▶
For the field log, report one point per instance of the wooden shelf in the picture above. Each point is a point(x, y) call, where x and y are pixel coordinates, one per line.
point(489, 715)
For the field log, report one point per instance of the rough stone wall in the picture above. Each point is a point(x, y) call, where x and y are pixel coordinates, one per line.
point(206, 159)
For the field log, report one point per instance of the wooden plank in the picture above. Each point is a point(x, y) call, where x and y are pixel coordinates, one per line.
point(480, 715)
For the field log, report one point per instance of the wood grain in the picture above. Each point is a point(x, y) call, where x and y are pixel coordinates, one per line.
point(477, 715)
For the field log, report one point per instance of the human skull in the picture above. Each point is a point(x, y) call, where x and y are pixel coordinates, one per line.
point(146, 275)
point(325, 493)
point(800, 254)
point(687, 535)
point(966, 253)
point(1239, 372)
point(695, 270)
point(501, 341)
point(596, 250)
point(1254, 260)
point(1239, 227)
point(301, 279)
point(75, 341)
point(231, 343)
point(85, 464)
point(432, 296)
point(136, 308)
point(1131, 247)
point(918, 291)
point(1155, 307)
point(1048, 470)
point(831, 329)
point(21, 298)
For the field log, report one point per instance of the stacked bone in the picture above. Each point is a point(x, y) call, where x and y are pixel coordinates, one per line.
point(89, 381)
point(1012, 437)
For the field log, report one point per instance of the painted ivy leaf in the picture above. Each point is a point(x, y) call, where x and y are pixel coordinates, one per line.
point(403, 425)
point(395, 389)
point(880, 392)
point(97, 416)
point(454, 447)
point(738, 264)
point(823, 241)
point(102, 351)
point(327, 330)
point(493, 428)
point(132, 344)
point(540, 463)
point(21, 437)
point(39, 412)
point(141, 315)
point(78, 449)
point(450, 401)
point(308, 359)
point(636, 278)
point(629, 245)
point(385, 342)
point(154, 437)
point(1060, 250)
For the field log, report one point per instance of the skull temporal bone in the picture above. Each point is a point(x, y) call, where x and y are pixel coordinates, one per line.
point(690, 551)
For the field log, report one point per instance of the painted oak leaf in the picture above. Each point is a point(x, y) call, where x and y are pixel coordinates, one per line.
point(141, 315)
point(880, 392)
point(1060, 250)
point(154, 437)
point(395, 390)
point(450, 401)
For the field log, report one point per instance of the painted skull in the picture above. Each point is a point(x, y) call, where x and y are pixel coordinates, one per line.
◀
▶ Problem
Reproduce every row above word for word, keeping their order.

▶ Exercise result
For the field log, report one point per instance of the wooden shelf in the picture above. Each point is a point(x, y) call, where x and y are pixel coordinates, one per line.
point(489, 715)
For the field log, report one point per instance of the rough stone wall in the picture above. Each point is a point(x, y) call, where x and y are pixel coordinates, one per line.
point(206, 159)
For the field log, report one point per instance of the wooden plank in the picture above. Each point is a point(x, y) call, where x and y are pixel coordinates, one per line.
point(480, 715)
For the field log, report one point per instance of the wood grain in the picture above. Each point is a point(x, y) call, where x and y are pixel coordinates, one per line.
point(477, 715)
For the field log, report one point per instance of the human skull in the picture above. Each point is a point(x, y) call, where x and y are pixel coordinates, one per line.
point(146, 275)
point(325, 493)
point(800, 254)
point(687, 535)
point(966, 253)
point(1239, 372)
point(695, 270)
point(501, 341)
point(596, 250)
point(1254, 260)
point(1239, 227)
point(301, 279)
point(75, 341)
point(231, 343)
point(85, 464)
point(432, 296)
point(136, 308)
point(1131, 247)
point(918, 291)
point(1155, 307)
point(1048, 470)
point(831, 329)
point(21, 298)
For the field log, report one point per instance of the stacked bone in the picture above. Each point is a point(x, y) call, where x and y are pixel coordinates, one per line.
point(89, 381)
point(1012, 437)
For the field log, report one point per instance of the painted ivy leaf in the picture above. Each point is a point(x, y) call, where x and y are pixel coordinates, one per line.
point(403, 425)
point(395, 389)
point(880, 392)
point(97, 416)
point(454, 447)
point(738, 264)
point(823, 241)
point(102, 351)
point(327, 330)
point(493, 428)
point(132, 344)
point(540, 463)
point(21, 437)
point(39, 412)
point(141, 315)
point(78, 449)
point(450, 401)
point(308, 359)
point(636, 278)
point(629, 245)
point(385, 342)
point(154, 437)
point(1060, 250)
For the field log, report one point per instance of the skull temporal bone in the picture above. Each point is a point(x, y) call, where x and y are pixel coordinates, one per line.
point(690, 551)
For the field log, report one point per instance of the painted oak leaf in the picture above. Each point is a point(x, y) call, where x and y are pixel coordinates, one per line.
point(141, 315)
point(880, 392)
point(1060, 250)
point(154, 437)
point(395, 390)
point(450, 401)
For the field log, report one point per instance of the painted skull in the picture above. Each point is a point(x, y) call, where x and y are pixel coordinates, one per line.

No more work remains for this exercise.